- [Set of tasks]
1. In the book review, what does Covey name as the 8th Habit?
2. Write what comes next in the book review, starting after its last sentence.

- [Page text]
--- Start ---

Monday, September 4, 2017

BR: The 8th Habit

Book Review: The 8th Habit: From Effectiveness to Greatness (1989)

Please add this book to your development library.


 Stephen Covey follows his best selling book "The 7 Habits of Highly Effective People" by naming a 8th Habit. Covey wrote the 8th Habit to address changes in the world that took place in the 15 years after he wrote the 7 Habits. Coincidentally, the 7 Habits was released the same year that the Berlin Wall fell (1989). In 1989, the internet was in its adolescence and people were just beginning to use email.
The internet is the perfect symbol of the new world, of the Information/Knowledge economy, and of the dramatic changes that have occurred. By 2004 (the release of the 8th Habit) the internet has become an indispensable tool for life and work. Covey said that being effective as individuals and organizations is no longer optional in today's world, but it is the price of entry to the playing field. If this was true in 2004, it is much more in 2017. Covey wrote
"The 8th Habit is not about adding one more habit to the 7.... It's about seeing and harvesting the power of a third generation to the 7 Habits that meets the central challenge of the new Knowledge Worker Age. This 8th Habit is to FIND YOUR VOICE AND INSPIRE OTHERS TO FIND THEIRS. (p.5)

--- End ---

- [Dataset entries about where objects are located]

--- Start ---

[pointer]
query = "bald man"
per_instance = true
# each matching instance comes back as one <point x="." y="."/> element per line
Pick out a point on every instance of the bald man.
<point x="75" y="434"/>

--- End ---

- [Expected results]
1. To find your voice and inspire others to find theirs.

2.
Covey wrote this book for people that are a apart of an organization--this includes all of us because we are all part of organizations in some fashion. In the introduction, he shares some finding from a poll of 23,000 U.S. residents employed full-time in key industries working in key functions:
  • Only 37% said that they had a clear understanding of what their organization is trying to achieve and why.
  • Only 1 in 5 was enthusiastic about their team's and organization's goals.
  • Only 1 in 5 workers said they have a clear "line of sight" between their tasks and their team's and organization's goals.
  • Only half were satisfied with the work they have accomplished at the end of the week.
  • Only 15% felt that their organization fully enables them to executes goals.
  • Only 15% felt they worked in high-trust environments.
  • Only 17% percent felt their organization fosters open communication that is respectful of differing opinions and that result in new and better ideas.
  • Only 10% felt that their organization holds people accountable for results.
  • Only 20% fully trusted the organization they work for.
  • Only 13% have high-trust, highly cooperative working relationships with other groups or departments.
 To put this into perspective. If a soccer team had these same stats, only four of the eleven players on the field would know which goal was theirs. Only two of the eleven would even care. Only two of the eleven would know what position they play and know exactly what they are supposed to do. And all but two players would be competing against their own team members in some way.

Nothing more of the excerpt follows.